Activity
Output every line of the entries from the line containing "Query: outstretched arm" through the last, exactly, with no other content.

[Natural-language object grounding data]
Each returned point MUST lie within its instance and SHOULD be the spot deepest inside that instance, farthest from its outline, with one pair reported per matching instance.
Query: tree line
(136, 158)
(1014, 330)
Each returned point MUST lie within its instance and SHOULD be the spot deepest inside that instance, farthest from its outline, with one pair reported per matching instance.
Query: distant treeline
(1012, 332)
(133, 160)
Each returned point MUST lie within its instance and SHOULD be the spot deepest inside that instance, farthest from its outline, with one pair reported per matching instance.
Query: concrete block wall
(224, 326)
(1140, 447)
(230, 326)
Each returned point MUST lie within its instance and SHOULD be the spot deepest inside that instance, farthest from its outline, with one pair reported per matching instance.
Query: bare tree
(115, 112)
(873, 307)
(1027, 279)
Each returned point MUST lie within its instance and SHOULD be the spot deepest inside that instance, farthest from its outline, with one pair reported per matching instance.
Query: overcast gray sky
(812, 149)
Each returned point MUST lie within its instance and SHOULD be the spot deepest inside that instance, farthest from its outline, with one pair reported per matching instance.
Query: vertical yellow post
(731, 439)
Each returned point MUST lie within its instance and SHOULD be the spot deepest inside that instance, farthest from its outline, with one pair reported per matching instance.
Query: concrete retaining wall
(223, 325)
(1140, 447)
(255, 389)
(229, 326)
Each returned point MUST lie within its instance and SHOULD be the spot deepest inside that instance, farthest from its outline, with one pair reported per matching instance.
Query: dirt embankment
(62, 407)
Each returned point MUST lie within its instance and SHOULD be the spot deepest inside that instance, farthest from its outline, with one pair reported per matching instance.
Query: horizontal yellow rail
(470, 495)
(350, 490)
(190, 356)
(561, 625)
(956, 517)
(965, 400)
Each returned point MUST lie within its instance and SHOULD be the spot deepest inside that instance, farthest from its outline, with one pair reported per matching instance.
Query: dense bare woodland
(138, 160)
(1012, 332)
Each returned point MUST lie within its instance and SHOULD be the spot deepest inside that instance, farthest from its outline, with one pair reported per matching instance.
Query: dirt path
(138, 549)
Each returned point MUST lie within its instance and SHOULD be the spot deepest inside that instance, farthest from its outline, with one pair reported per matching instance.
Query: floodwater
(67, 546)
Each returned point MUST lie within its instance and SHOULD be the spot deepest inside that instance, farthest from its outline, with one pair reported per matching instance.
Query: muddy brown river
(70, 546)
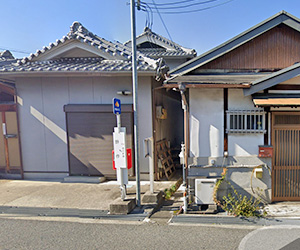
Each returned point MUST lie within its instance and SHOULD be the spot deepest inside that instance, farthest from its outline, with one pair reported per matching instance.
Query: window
(245, 121)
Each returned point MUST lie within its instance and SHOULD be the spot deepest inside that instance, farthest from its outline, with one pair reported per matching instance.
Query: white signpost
(120, 153)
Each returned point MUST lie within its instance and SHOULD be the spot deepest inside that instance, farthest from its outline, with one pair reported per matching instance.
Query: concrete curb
(230, 220)
(162, 199)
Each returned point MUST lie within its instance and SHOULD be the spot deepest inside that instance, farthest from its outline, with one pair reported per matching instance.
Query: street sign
(117, 106)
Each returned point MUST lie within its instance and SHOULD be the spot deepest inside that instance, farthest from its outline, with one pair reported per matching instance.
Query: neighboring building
(10, 159)
(243, 94)
(64, 101)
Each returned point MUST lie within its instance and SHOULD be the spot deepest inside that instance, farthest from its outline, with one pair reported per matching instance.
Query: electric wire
(163, 22)
(173, 3)
(193, 10)
(14, 50)
(185, 6)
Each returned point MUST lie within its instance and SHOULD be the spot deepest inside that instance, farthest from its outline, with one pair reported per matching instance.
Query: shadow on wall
(54, 128)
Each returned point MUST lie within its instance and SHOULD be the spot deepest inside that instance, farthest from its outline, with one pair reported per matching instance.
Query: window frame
(244, 115)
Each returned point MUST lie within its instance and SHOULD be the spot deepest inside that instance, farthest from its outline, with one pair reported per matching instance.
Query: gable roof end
(273, 79)
(173, 49)
(279, 18)
(116, 51)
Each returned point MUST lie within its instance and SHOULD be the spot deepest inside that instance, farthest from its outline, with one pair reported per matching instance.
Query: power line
(185, 6)
(193, 10)
(163, 22)
(172, 3)
(14, 50)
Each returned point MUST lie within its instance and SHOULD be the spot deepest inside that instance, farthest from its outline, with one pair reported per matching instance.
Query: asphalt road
(32, 234)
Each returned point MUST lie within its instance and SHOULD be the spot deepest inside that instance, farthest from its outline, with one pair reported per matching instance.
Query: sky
(30, 25)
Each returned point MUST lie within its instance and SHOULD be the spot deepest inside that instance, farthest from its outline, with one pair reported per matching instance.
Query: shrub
(237, 204)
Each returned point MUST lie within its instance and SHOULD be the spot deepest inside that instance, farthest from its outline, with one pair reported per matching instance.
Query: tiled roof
(156, 53)
(117, 52)
(172, 49)
(6, 55)
(92, 64)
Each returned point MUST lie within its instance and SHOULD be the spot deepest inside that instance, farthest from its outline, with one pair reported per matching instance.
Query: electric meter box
(204, 189)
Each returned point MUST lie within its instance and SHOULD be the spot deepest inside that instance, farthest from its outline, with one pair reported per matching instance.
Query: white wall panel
(32, 131)
(55, 96)
(81, 90)
(206, 122)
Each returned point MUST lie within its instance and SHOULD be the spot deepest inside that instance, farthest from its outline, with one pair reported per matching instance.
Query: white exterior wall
(242, 144)
(42, 119)
(206, 122)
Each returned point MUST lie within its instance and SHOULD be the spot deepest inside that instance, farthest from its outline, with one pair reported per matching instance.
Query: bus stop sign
(117, 106)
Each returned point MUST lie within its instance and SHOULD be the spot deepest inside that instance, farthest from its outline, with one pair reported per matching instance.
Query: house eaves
(108, 50)
(273, 79)
(75, 65)
(237, 41)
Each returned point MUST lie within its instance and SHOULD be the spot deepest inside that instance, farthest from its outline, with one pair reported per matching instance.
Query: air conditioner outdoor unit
(204, 189)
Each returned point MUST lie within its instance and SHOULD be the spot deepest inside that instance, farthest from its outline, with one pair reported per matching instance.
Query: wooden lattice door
(286, 157)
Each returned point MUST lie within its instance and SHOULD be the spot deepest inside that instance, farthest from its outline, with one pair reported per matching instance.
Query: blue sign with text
(117, 106)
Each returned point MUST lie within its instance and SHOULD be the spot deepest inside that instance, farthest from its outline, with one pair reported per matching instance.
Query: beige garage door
(90, 141)
(10, 160)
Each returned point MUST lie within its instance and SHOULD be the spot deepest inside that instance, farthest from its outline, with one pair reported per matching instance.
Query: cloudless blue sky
(29, 25)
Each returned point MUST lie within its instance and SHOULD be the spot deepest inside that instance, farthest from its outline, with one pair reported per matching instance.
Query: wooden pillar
(4, 129)
(225, 99)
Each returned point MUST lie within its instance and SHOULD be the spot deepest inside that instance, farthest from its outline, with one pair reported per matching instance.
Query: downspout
(184, 104)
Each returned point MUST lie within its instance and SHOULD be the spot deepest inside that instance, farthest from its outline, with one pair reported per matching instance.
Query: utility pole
(135, 103)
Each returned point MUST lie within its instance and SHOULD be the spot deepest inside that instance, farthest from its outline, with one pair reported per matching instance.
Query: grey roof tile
(120, 53)
(174, 49)
(92, 64)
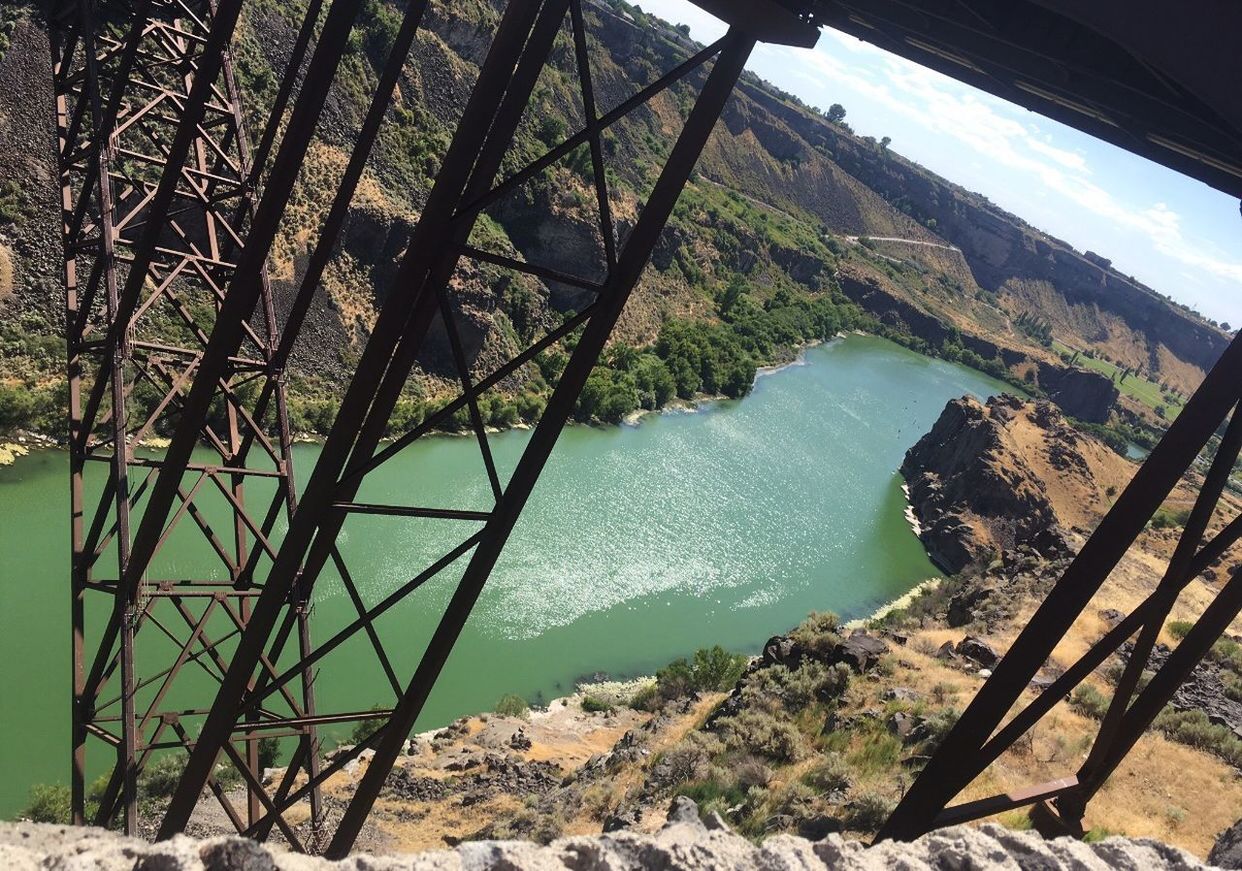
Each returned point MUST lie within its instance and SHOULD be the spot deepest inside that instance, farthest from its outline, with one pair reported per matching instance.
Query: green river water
(640, 544)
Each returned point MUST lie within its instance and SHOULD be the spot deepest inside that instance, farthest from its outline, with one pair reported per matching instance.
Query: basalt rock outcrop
(973, 492)
(1079, 393)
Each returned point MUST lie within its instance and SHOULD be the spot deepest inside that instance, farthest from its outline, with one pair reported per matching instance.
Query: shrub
(867, 811)
(160, 777)
(512, 705)
(796, 800)
(714, 792)
(364, 728)
(1179, 629)
(647, 698)
(268, 752)
(47, 804)
(817, 634)
(830, 775)
(1168, 518)
(804, 686)
(711, 670)
(752, 772)
(593, 705)
(877, 753)
(938, 726)
(1232, 686)
(716, 669)
(1194, 728)
(760, 732)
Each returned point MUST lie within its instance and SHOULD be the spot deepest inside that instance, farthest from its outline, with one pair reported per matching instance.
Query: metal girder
(983, 733)
(463, 186)
(157, 204)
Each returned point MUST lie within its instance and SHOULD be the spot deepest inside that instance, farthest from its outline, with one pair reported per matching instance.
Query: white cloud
(989, 127)
(1069, 159)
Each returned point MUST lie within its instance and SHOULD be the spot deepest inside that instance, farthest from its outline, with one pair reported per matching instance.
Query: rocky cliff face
(989, 478)
(1033, 272)
(971, 493)
(781, 157)
(1079, 393)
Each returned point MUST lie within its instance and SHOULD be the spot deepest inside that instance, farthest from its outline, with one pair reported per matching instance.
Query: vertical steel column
(631, 262)
(157, 199)
(316, 501)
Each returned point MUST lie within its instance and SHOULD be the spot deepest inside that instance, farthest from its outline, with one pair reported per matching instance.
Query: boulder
(780, 650)
(683, 810)
(899, 695)
(625, 816)
(860, 651)
(902, 726)
(978, 650)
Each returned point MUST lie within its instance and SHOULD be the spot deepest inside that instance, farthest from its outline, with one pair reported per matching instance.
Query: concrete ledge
(689, 845)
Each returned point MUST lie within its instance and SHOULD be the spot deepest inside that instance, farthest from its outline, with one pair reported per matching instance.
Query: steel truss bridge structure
(172, 208)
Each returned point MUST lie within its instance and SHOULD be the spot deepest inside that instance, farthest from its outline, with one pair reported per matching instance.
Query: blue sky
(1171, 232)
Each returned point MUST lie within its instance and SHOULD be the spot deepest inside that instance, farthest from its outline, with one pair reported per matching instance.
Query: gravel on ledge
(689, 845)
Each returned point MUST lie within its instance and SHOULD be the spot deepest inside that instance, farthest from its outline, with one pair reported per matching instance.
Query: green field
(1138, 387)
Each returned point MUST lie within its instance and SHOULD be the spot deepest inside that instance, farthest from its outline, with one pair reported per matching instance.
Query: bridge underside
(172, 209)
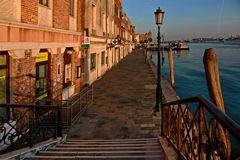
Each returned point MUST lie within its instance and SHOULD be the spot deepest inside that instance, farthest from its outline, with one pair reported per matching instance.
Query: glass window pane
(41, 81)
(2, 59)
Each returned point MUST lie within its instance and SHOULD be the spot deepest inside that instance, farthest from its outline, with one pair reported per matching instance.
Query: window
(94, 17)
(79, 70)
(41, 83)
(44, 2)
(93, 61)
(71, 8)
(67, 78)
(68, 73)
(41, 80)
(116, 10)
(107, 59)
(104, 22)
(103, 58)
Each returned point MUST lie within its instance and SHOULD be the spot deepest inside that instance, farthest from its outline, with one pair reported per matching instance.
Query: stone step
(99, 153)
(148, 148)
(114, 140)
(104, 148)
(106, 145)
(141, 157)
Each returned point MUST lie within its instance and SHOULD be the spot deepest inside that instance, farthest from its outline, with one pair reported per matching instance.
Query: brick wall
(57, 78)
(24, 93)
(29, 11)
(80, 15)
(61, 14)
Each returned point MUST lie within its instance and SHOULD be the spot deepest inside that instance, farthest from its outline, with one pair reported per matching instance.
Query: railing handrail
(223, 118)
(29, 106)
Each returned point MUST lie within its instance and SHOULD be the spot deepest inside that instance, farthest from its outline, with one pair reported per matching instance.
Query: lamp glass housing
(159, 14)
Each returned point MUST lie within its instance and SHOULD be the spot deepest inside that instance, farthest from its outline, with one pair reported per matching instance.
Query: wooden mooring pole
(171, 67)
(215, 93)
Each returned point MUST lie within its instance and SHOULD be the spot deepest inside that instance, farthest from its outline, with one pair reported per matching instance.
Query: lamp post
(159, 20)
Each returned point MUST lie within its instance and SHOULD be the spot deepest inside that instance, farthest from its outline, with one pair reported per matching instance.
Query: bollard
(171, 67)
(212, 77)
(215, 92)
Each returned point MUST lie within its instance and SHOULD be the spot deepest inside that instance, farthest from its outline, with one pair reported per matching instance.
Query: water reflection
(181, 54)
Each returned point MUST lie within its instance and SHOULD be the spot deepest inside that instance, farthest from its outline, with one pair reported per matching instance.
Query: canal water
(190, 76)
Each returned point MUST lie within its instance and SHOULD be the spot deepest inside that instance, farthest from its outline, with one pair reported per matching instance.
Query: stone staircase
(146, 148)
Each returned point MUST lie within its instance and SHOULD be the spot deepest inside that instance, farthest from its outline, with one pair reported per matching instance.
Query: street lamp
(159, 14)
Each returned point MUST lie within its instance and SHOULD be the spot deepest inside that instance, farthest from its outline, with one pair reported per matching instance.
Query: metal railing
(74, 106)
(197, 129)
(25, 125)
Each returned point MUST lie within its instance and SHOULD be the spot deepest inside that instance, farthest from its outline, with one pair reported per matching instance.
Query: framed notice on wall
(78, 71)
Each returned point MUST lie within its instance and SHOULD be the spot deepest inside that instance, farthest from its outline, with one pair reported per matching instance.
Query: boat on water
(179, 46)
(232, 41)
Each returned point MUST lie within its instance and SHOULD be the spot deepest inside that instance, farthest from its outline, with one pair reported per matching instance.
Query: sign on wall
(42, 56)
(85, 42)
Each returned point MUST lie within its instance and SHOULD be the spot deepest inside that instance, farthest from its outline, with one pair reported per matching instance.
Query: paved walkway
(123, 102)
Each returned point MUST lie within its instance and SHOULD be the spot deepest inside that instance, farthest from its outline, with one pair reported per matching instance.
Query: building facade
(41, 51)
(40, 54)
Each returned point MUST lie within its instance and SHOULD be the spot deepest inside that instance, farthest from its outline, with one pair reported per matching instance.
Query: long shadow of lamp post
(159, 14)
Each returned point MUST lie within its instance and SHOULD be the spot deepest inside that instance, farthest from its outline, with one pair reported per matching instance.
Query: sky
(186, 19)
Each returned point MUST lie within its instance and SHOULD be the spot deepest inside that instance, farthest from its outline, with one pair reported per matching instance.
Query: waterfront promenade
(122, 103)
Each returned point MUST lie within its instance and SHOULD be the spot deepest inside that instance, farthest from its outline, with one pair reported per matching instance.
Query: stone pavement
(123, 102)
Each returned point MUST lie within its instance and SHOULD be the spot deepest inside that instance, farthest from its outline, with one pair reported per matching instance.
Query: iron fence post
(30, 143)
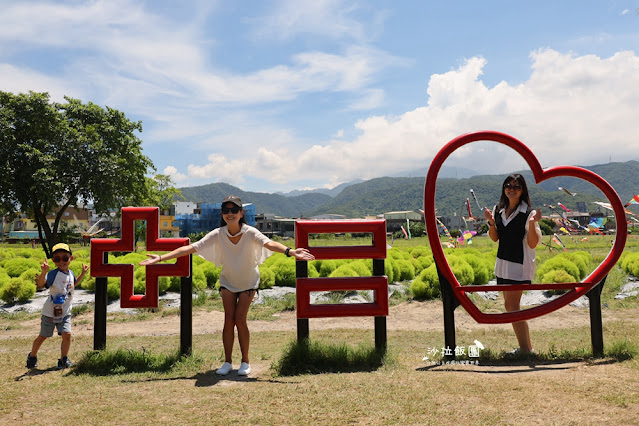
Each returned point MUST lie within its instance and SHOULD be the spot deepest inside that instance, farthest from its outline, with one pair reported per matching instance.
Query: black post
(380, 321)
(596, 323)
(99, 316)
(450, 303)
(301, 271)
(186, 312)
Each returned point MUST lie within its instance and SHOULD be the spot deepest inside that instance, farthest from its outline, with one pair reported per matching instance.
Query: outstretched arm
(298, 254)
(178, 252)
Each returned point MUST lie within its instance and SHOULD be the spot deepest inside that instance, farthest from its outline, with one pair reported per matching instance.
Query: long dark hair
(223, 222)
(503, 200)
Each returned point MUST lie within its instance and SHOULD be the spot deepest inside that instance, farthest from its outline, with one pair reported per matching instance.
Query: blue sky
(281, 95)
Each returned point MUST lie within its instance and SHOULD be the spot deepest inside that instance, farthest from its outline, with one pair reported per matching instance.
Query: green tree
(53, 155)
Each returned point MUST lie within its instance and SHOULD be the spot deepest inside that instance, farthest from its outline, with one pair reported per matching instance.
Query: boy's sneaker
(32, 361)
(245, 369)
(64, 362)
(224, 369)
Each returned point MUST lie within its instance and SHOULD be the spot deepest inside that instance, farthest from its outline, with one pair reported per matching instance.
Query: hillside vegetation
(386, 194)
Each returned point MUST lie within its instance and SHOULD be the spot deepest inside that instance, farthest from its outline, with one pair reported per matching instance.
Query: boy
(56, 312)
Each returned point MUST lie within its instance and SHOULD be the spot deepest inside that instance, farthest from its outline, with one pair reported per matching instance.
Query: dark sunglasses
(227, 210)
(515, 186)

Completed task
Query: outstretched arm
(298, 254)
(178, 252)
Each returned point MUST lie within its instance and SHOULD be the spot deepest inside that instance, farthest from its outline, with one pair reported per matching instance.
Query: long dark hair
(223, 222)
(503, 200)
Each returned point MUST lie within its instance and SHOULD be the spot deepest inside that instance, farthest from its outline, with one pair reported per matching instance.
Query: blue sky
(281, 95)
Each returned point MUST lie within its instance and SHOULD be the spot deepest inside that instance, farthest from its outline, with one pair reported per matching instance.
Query: green tree
(53, 155)
Each returned point MUST lie within its instance and SHOULD be the spot deepest inside that instance, farthest from its outline, with one pair reported per matching instance.
Query: boy's sneaker
(32, 361)
(245, 369)
(64, 362)
(224, 369)
Each returned point MUST lie within its instance and SHOULD be the spot deepest inside that instance, farthest from its outline, with one pair reported per matching instance.
Query: hillside vegetation
(386, 194)
Each returned point MUST lie within its instance and SHOULD be the spot deepest inside that instance, farthest from its outline, with one pair reported per matching instance.
Query: boy
(56, 312)
Each returned point MUST lie within its instance and SHOULD be the spot deepest inside that instance, farthest from its outline, with one pair reported per matching instance.
Query: dark sunglasses
(227, 210)
(515, 186)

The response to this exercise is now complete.